== DOCUMENT EXCERPT ==
☆ ☆ ☆

How is mime type of an uploaded file determined by browser? - forms

I have a web app where the user needs to upload a .zip file. On the server-side, I am checking the mime type of the uploaded file, to make sure it is application/x-zip-compressed or application/zip.
This worked fine for me on Firefox and IE. However, when a coworker tested it, it failed for him on Firefox (sent mime type was something like "application/octet-stream") but worked on Internet Explorer. Our setups seem to be identical: IE8, FF 3.5.1 with all add-ons disabled, Windows XP SP3, WinRAR installed as native .zip file handler (not sure if that's relevant).
So my question is: How does the browser determine what mime type to send?
Please note: I know that the mime type is sent by the browser and, therefore, unreliable. I am just checking it as a convenience--mainly to give a more friendly error message than the ones you get by trying to open a non-zip file as a zip file, and to avoid loading the (presumably heavy) zip file libraries.

Chrome
Chrome (version 38 as of writing) has 3 ways to determine the MIME type and does so in a certain order. The snippet below is from file src/net/base/mime_util.cc, method MimeUtil::GetMimeTypeFromExtensionHelper.
// We implement the same algorithm as Mozilla for mapping a file extension to
// a mime type. That is, we first check a hard-coded list (that cannot be
// overridden), and then if not found there, we defer to the system registry.
// Finally, we scan a secondary hard-coded list to catch types that we can
// deduce but that we also want to allow the OS to override.
The hard-coded lists come a bit earlier in the file: https://cs.chromium.org/chromium/src/net/base/mime_util.cc?l=170 (kPrimaryMappings and kSecondaryMappings).
An example: when uploading a CSV file from a Windows system with Microsoft Excel installed, Chrome will report this as application/vnd.ms-excel. This is because .csv is not specified in the first hard-coded list, so the browser falls back to the system registry. HKEY_CLASSES_ROOT\.csv has a value named Content Type that is set to application/vnd.ms-excel.
Internet Explorer
Again using the same example, the browser will report application/vnd.ms-excel. I think it's reasonable to assume Internet Explorer (version 11 as of writing) uses the registry. Possibly it also makes use of a hard-coded list like Chrome and Firefox, but its closed source nature makes it hard to verify.
Firefox
As indicated in the Chrome code, Firefox (version 32 as of writing) works in a similar way. Snippet from file uriloader\exthandler\nsExternalHelperAppService.cpp, method nsExternalHelperAppService::GetTypeFromExtension
// OK. We want to try the following sources of mimetype information, in this order:
// 1. defaultMimeEntries array
// 2. User-set preferences (managed by the handler service)
// 3. OS-provided information
// 4. our "extras" array
// 5. Information from plugins
// 6. The "ext-to-type-mapping" category
The hard-coded lists come earlier in the file, somewhere near line 441. You're looking for defaultMimeEntries and extraMimeEntries.
With my current profile, the browser will report text/csv because there's an entry for it in mimeTypes.rdf (item 2 in the list above). With a fresh profile, which does not have this entry, the browser will report application/vnd.ms-excel (item 3 in the list).
Summary
The hard-coded lists in the browsers are pretty limited. Often, the MIME type sent by the browser will be the one reported by the OS. And this is exactly why, as stated in the question, the MIME type reported by the browser is unreliable.

☆ ☆ ☆

== ENTRIES PROVIDED ==
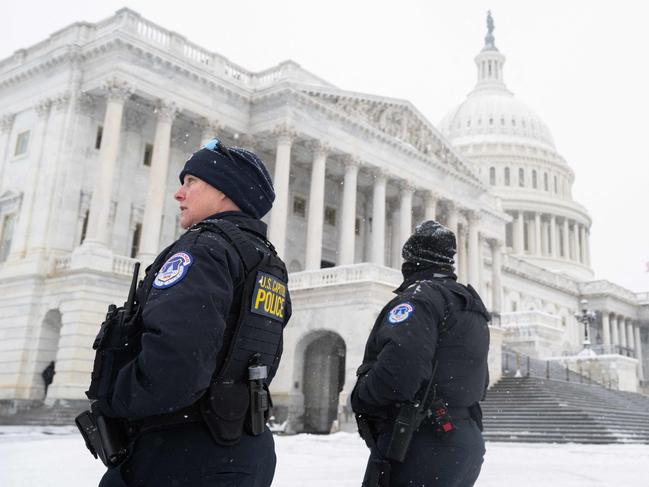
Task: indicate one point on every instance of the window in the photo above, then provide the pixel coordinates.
(22, 142)
(5, 237)
(98, 136)
(84, 227)
(299, 206)
(135, 242)
(330, 216)
(148, 153)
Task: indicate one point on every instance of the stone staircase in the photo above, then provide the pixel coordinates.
(531, 409)
(36, 413)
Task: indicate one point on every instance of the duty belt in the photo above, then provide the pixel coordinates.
(190, 414)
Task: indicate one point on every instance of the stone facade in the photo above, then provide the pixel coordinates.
(94, 129)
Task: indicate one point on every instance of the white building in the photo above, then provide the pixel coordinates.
(98, 119)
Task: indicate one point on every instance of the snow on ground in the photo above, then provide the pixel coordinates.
(57, 457)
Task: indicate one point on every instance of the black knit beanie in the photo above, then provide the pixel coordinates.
(432, 246)
(243, 178)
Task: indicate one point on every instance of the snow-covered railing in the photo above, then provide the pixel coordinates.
(344, 274)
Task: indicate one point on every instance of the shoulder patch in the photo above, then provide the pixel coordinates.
(173, 270)
(400, 313)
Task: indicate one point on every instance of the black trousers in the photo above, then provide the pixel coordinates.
(454, 460)
(185, 455)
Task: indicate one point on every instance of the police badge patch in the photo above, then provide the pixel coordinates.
(400, 313)
(173, 270)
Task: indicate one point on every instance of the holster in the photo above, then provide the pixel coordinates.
(105, 437)
(224, 409)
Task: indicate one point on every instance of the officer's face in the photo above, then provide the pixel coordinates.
(198, 200)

☆ ☆ ☆

== WHAT THE TASK REQUIRES ==
Continue the forum thread on how browsers determine the MIME type of an uploaded file, starting right after its last sentence.

== REPLY ==
Kip, I spent some time reading RFCs, MSDN and MDN. Here is what I could understand. When a browser encounters a file for upload, it looks at the first buffer of data it receives and then runs a test on it. These tests try to determine if the file is a known mime type or not, and if known mime type it will simply further test it for which known mime type and take action accordingly. I think IE tries to do this first rather than just determining the file type from extension. This page explains this for IE http://msdn.microsoft.com/en-us/library/ms775147%28v=vs.85%29.aspx. For firefox, what I could understand was that it tries to read file info from filesystem or directory entry and then determines the file type. Here is a link for FF https://developer.mozilla.org/en/XPCOM_Interface_Reference/nsIFile. I would still like to have more authoritative info on this.

This is probably OS and possibly browser dependent, but on Windows, the MIME type for a given file extension can be found by looking in the registry under HKCR:
For example:
HKEY_CLASSES_ROOT.zip
- ContentType
To go from MIME to file extension, you can look at the keys under
HKEY_CLASSES_ROOT\Mime\Database\Content Type
To get the default extension for a particular MIME type.

While this is not an answer to your question, it does solve the problem you are trying to solve. YMMV.
As you wrote, mime type is not reliable as each browser has its way of determining it. However, browsers send the original name (including extension) of the file. So the best way to deal with the problem is to inspect extension of the file instead of the MIME type.
If you still need the mime type, you can use your own apache's mime.types to determine it server-side.

I agree with johndodo, there are so many variables that make mime types that are sent from browsers unreliable. I would exclude the subtypes that are received and just focus on the type like 'application'. if your app is php based, you can easily do this by using the function explode().
in addition, just check the file extension to make sure it is .zip or any other compression you are looking for!

According to rfc1867 - Form-based file upload in HTML:
Each part should be labelled with an appropriate content-type if the
media type is known (e.g., inferred from the file extension or
operating system typing information) or as application/octet-stream.
So my understanding is, application/octet-stream is kind of like a blanket catch-all identifier if the type cannot be inferred.

Related

Browser's view-source: Can files be "downloaded" this way?

As you probably know, one can view the original response HTML code for any website URL by prefixing it with view-source: in the browser (e.g. view-source:https://www.google.de/).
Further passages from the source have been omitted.